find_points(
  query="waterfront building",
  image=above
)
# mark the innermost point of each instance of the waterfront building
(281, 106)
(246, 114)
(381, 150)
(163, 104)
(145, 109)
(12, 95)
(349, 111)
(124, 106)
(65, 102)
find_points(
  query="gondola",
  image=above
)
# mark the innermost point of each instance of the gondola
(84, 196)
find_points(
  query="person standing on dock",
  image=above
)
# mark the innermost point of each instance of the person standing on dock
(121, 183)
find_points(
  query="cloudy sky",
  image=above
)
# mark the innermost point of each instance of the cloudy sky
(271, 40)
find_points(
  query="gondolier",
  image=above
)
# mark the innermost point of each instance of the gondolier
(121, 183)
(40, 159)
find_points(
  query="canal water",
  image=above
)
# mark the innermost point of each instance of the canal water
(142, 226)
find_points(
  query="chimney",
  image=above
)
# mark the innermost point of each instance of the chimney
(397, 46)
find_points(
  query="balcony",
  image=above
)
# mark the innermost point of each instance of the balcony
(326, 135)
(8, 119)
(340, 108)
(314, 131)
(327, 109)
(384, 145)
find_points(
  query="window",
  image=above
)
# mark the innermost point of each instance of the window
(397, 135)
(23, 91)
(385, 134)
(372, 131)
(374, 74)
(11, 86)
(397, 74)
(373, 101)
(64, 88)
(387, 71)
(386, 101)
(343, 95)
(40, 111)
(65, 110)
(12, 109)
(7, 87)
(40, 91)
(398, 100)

—————

* Exercise objective *
Reproduce all of the records above, line for line, with every character unchanged.

* Output below *
find_points(
  query="waterfront building",
  image=above
)
# mark the innermost point of each instance of the waterfront building
(281, 106)
(246, 114)
(381, 150)
(163, 104)
(145, 109)
(12, 95)
(349, 111)
(124, 106)
(65, 102)
find_points(
  query="gondola",
  image=above
)
# mark the innermost point of each instance of the gondola
(84, 196)
find_points(
  query="person standing on dock",
  image=above
)
# mark the innermost point of each instance of the person standing on dock
(121, 183)
find_points(
  query="cloudy sky",
  image=above
)
# mark the innermost point of each instance of the cloudy sky
(271, 40)
find_points(
  query="gondolier",
  image=above
)
# mark the innermost point of each instance of the gondolier
(121, 183)
(40, 159)
find_points(
  query="canal water",
  image=above
)
# mark the innermost point of each instance of the canal water
(142, 226)
find_points(
  query="chimney",
  image=above
)
# mark the innermost point of each instance of the chimney
(397, 46)
find_points(
  query="balcony",
  image=above
)
# mark the innermost point of each instance of the balcony
(326, 135)
(8, 119)
(340, 108)
(314, 131)
(327, 109)
(384, 145)
find_points(
  query="window",
  image=above
)
# mark the innermost point of each instance of the window
(397, 135)
(23, 91)
(385, 134)
(372, 131)
(374, 74)
(11, 86)
(397, 74)
(373, 101)
(64, 88)
(387, 71)
(386, 101)
(343, 95)
(40, 111)
(65, 110)
(12, 109)
(7, 87)
(40, 91)
(398, 100)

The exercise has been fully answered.